• _SUPPLIED DATA_

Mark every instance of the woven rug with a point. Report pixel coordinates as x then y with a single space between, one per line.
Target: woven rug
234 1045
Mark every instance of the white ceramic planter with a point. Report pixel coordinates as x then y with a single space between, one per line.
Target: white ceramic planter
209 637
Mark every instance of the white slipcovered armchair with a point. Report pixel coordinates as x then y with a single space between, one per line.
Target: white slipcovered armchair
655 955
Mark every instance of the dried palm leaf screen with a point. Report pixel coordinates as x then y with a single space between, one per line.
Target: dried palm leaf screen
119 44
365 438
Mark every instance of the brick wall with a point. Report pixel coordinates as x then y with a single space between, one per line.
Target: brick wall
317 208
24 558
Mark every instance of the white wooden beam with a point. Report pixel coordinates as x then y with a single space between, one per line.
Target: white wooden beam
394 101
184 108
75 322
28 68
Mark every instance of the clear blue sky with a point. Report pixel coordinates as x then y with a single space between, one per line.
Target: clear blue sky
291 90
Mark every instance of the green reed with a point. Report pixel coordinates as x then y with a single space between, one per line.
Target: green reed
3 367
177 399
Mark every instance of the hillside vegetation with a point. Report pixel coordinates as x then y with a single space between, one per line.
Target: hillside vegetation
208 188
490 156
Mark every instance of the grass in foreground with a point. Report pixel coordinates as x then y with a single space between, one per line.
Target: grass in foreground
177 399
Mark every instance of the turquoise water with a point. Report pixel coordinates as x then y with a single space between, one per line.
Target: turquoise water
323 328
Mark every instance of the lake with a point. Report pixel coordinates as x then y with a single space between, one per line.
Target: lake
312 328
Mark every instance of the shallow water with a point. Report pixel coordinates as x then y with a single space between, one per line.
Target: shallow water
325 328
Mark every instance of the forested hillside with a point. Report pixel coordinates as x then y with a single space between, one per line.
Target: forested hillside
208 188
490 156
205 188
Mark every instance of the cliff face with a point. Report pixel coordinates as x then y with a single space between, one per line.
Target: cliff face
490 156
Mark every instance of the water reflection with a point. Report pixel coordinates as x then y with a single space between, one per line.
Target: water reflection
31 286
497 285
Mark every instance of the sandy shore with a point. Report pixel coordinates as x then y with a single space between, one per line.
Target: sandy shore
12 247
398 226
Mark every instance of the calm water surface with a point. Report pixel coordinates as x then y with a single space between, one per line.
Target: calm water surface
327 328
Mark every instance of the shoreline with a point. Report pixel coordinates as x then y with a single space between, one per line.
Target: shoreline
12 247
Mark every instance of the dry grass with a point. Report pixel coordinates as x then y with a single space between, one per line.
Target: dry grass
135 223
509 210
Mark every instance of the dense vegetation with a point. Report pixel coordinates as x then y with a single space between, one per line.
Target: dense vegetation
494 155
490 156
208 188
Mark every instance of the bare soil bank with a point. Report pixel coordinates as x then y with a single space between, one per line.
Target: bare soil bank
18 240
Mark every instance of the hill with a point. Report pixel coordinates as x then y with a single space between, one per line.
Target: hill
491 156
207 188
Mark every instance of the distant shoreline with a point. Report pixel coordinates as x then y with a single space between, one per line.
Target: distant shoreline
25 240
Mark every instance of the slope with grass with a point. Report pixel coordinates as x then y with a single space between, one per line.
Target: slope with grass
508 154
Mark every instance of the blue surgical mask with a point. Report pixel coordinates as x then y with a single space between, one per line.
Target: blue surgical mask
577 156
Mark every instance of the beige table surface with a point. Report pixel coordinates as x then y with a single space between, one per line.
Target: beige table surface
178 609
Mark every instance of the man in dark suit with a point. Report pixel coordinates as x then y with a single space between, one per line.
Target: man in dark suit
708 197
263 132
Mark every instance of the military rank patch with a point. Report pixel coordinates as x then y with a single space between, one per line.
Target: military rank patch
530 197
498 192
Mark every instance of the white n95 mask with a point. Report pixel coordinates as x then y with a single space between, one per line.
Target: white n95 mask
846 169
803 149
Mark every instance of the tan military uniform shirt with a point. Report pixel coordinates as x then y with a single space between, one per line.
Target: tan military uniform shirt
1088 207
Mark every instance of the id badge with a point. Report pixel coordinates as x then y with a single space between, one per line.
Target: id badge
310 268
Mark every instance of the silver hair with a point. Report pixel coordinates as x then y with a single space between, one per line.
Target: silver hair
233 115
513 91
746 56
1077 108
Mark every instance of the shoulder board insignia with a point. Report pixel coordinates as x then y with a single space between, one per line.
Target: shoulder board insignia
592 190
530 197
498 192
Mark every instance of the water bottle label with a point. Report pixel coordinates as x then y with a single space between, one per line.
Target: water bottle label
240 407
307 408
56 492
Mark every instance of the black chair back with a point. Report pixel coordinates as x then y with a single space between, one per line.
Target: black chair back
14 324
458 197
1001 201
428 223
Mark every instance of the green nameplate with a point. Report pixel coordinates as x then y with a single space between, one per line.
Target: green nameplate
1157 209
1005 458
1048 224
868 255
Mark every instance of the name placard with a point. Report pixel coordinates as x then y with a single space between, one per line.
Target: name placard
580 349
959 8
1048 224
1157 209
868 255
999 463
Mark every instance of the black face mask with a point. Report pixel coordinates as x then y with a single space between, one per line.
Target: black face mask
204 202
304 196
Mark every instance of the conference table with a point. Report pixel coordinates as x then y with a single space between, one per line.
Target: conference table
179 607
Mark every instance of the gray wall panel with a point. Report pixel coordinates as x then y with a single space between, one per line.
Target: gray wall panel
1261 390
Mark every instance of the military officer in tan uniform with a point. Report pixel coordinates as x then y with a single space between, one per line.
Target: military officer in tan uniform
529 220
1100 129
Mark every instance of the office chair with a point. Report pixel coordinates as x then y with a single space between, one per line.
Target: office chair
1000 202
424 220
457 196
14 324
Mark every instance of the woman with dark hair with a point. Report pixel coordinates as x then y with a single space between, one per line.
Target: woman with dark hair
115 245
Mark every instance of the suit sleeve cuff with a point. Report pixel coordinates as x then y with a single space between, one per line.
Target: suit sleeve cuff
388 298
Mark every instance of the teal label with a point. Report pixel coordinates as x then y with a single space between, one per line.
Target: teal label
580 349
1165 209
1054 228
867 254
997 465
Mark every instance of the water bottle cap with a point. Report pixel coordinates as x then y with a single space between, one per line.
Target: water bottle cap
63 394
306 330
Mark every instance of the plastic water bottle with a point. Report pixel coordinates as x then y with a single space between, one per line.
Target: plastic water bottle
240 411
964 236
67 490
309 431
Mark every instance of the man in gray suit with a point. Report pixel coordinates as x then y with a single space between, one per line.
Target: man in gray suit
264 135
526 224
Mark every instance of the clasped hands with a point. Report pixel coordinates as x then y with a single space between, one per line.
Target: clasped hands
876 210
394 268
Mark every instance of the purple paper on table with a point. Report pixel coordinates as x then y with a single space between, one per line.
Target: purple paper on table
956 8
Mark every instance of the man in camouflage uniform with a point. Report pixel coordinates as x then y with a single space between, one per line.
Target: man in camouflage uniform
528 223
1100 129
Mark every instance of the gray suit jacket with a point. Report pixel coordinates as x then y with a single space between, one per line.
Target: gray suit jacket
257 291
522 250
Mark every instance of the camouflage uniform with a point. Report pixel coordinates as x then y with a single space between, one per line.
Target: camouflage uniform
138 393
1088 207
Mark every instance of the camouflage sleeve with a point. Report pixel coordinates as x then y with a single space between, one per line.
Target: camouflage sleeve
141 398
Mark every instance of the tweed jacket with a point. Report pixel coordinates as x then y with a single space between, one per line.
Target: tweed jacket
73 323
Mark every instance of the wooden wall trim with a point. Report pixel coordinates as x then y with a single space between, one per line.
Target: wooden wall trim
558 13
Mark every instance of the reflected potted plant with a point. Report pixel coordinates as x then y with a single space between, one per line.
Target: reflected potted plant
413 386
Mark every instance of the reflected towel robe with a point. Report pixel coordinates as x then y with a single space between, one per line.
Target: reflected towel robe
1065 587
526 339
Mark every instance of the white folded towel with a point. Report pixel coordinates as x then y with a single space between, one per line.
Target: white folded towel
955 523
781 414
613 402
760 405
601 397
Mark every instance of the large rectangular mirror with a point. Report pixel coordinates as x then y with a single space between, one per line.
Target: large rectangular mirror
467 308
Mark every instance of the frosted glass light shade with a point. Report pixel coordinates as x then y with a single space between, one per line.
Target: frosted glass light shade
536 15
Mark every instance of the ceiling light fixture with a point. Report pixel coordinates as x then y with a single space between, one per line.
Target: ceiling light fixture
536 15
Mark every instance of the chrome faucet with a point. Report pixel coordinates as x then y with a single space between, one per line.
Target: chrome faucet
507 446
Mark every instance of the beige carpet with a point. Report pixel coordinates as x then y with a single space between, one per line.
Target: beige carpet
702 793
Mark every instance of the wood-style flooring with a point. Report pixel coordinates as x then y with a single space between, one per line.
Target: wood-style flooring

• _REQUIREMENTS_
Copy the entries word for word, starting at the line that contains "Mark every instance of the reflected towel" and continuing through the end of the entries.

• _CORRECT RESULT_
Mark every instance of the reflected towel robe with a point. Report pixel coordinates as x then y with a single space between, one per line.
Target: reflected towel robe
1065 587
526 339
Mark every instance of the white folded towel with a point. Report pixel coordinates as x then y with a single space between, one per line.
Target: white folded towel
955 523
781 414
613 402
760 405
601 397
Mark every instance of the large rectangular mirror with a point. Report pixel coordinates as x then y with a single space between, one per line.
Target: large rectangular mirror
467 308
Mark every instance of the frosted glass light shade with a point. Report pixel coordinates as x then y with a single space between, one per line.
Target: frosted glass light shade
536 15
Mark every instance of the ceiling light fixture with a point. Report pixel coordinates as x then y with a single space between, one per line.
Target: ceiling light fixture
536 15
Mark every instance of the chrome faucet with a point. Report pixel coordinates as x then y with a single space between, one per line.
Target: chrome faucet
507 446
Mark every instance of the beige carpet with a point. Report pixel coordinates as x then y with a single space between, one per line.
Target: beige carpet
702 793
Mark every instance of the wood-style flooring with a point. Report pixel coordinates as x then y with a single space between, one per line.
Target: wood-style flooring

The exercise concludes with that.